A Difficult Young Man
- First edition
- Author: Martin Boyd
- Language: English
- Publisher: Cresset Press, London
- Publication date: 1955
- Media type: Print (hardback & paperback)
- Pages: 276 pp
- Preceded by: The Cardboard Crown
- Followed by: Outbreak of Love

= A Difficult Young Man =

Book by Martin Boyd

A Difficult Young Man (1955) is a novel by Australian writer Martin Boyd. It is the second in the author's "Langton Tetralogy" (which comprises The Cardboard Crown, A Difficult Young Man, Outbreak of Love and When Blackbirds Sing) and it won the ALS Gold Medal in 1957.

==Plot summary==
The novel continues the story of the Langtons, an Anglo-Australian family based in Melbourne, who have never truly come to terms with their place in Australian society. Like the first novel in the series, this book is narrated by Guy Langton and concerns the younger son Dominic, a man who ideals and actions are considered both eccentric and unacceptable to the Melbourne society of the time.

§ REQUIRED TASK 1
Answer these questions about the A Difficult Young Man page:
(a) Which publisher issued the first edition?
(b) What award did the novel win, and in what year?
(c) Who narrates the book?

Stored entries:

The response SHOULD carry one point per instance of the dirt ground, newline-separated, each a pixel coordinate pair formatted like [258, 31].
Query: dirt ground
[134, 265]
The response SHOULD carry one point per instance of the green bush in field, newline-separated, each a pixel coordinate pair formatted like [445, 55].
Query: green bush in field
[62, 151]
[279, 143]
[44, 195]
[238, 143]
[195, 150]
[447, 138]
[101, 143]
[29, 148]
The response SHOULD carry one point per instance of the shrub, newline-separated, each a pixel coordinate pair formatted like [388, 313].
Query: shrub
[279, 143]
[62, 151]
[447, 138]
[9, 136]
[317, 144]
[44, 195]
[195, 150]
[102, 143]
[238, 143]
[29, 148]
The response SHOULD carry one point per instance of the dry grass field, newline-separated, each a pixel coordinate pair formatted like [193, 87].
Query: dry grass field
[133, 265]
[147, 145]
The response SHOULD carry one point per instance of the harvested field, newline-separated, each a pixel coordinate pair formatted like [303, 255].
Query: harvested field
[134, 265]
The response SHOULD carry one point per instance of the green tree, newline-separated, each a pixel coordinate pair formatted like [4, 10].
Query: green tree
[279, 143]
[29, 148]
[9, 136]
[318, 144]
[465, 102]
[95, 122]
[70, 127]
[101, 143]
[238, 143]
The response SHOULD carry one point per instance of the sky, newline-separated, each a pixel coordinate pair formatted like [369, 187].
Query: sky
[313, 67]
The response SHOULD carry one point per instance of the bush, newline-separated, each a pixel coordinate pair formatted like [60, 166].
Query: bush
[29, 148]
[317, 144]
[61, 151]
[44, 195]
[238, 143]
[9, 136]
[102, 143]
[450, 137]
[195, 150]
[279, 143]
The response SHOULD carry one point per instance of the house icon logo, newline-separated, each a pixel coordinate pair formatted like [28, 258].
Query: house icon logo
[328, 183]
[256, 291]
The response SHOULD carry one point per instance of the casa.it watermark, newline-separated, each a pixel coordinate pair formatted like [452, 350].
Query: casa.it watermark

§ REQUIRED TASK 2
Lay out everything in the records from the line containing "like [60, 166]." down to the end of the records as a JSON list of strings, one string per line, with blank lines left out.

§ COMPLETE ANSWER 1
(a) Cresset Press, London
(b) The ALS Gold Medal, in 1957
(c) Guy Langton

§ COMPLETE ANSWER 2
[
  "The response SHOULD carry one point per instance of the bush, newline-separated, each a pixel coordinate pair formatted like [60, 166].",
  "Query: bush",
  "[29, 148]",
  "[317, 144]",
  "[61, 151]",
  "[44, 195]",
  "[238, 143]",
  "[9, 136]",
  "[102, 143]",
  "[450, 137]",
  "[195, 150]",
  "[279, 143]",
  "The response SHOULD carry one point per instance of the house icon logo, newline-separated, each a pixel coordinate pair formatted like [28, 258].",
  "Query: house icon logo",
  "[328, 183]",
  "[256, 291]",
  "The response SHOULD carry one point per instance of the casa.it watermark, newline-separated, each a pixel coordinate pair formatted like [452, 350].",
  "Query: casa.it watermark"
]